Texto:
Planejada há mais de dez anos, obra promete desafogar trânsito, mas expõe disputa sobre legado da conferência climática

Reportagem
19 de agosto de 2025
12:00
Pedro Guerreiro/Agência Pará

Nas últimas semanas, a Avenida Liberdade, uma das principais obras de infraestrutura e mobilidade urbana em curso na Região Metropolitana de Belém, voltou ao centro do debate público, não por seu traçado de 13 quilômetros ou pelas promessas de desafogar o trânsito, mas por estar, de forma controversa, associada à Conferência do Clima da ONU, a COP30, que Belém sediará em novembro. A avenida virou alvo de críticas sobre o verdadeiro legado pós COP que Belém receberá.

As críticas ao projeto surgem de diferentes movimentos sociais, que apontam incoerências nos números e justificativas apresentadas pelo estado. Entre elas, estão a falta de consulta prévia, livre e informada, que é um direito de toda comunidade tradicional de ser consultada sobre os projetos e políticas públicas que os atingem. A obra também é acusada de gerar um paradoxo ecológico, já que o estado está promovendo arborização artificial em outras áreas da cidade enquanto derruba vegetação nativa para a estrada.

Listagem de dados:

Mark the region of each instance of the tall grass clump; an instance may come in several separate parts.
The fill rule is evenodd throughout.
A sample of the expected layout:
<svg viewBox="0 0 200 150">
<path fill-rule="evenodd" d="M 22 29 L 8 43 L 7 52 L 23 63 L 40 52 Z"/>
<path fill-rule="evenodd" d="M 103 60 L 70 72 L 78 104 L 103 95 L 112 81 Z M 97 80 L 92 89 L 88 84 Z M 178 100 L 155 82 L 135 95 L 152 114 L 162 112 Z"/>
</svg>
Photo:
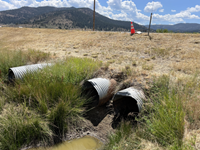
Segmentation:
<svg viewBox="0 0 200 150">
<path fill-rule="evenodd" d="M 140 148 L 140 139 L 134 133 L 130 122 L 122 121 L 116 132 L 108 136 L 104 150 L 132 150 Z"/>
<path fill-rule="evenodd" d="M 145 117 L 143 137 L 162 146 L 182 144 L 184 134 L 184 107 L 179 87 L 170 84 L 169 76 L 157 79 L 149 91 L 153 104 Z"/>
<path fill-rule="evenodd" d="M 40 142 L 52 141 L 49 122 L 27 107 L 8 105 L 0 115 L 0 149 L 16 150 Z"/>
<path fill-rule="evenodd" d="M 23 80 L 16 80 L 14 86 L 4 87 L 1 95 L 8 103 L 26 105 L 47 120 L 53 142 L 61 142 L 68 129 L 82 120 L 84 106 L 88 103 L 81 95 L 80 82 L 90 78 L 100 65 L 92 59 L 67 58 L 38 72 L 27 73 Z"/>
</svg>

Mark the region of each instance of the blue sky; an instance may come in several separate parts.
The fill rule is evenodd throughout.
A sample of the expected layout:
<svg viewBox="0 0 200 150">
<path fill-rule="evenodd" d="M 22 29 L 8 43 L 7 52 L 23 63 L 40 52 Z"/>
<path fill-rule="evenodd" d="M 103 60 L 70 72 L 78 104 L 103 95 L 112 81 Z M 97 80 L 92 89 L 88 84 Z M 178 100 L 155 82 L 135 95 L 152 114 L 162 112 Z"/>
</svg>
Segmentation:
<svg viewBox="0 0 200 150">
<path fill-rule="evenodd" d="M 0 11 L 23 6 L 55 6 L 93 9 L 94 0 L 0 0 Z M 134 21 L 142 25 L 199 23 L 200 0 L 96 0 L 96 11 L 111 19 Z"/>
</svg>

O que se pede: Dê continuidade à reportagem sobre a Avenida Liberdade em Belém, começando logo após a última frase apresentada.

Resposta:
Em redes sociais e reportagens, a via foi citada como parte de um suposto “pacote de obras” para a conferência. Mas a história da Avenida Liberdade, de fato, começou bem antes de Belém se tornar vitrine global para as discussões climáticas e seu projeto inicial não faz parte do que foi divulgado como ‘legado da COP’.

E a COP30 com isso?
  • Apesar de não fazer parte do pacote oficial de investimentos para a COP, a avenida Liberdade é uma obra considerada importante para a mobilidade urbana em Belém – um dos desafios logísticos associados à conferência climática da ONU;
  • Além do corte de mata preservada na Área de Proteção Ambiental Belém, a estrada impacta comunidades ribeirinhas, que vivem do extrativismo e da pesca artesanal.

Avenida Liberdade: projeto antigo, promessa antiga

O projeto da Avenida Liberdade nasceu em 2012, ainda sob o governo de Simão Jatene (PSDB). A proposta era abrir um corredor entre Marituba, município vizinho de Belém, e a Avenida João Paulo II, na capital, facilitando o fluxo de veículos que congestionam as avenidas Almirante Barroso e Mário Covas e desafogando a BR-316, principal via de entrada e saída de Belém.

Mais de dez anos depois, a via reapareceu no discurso oficial do atual governo como resposta a engarrafamentos crônicos na saída da capital pela BR-316. Em 2020, o projeto ganhou corpo nos estudos de mobilidade do governo estadual e foi lançado como Eco Rodovia Liberdade.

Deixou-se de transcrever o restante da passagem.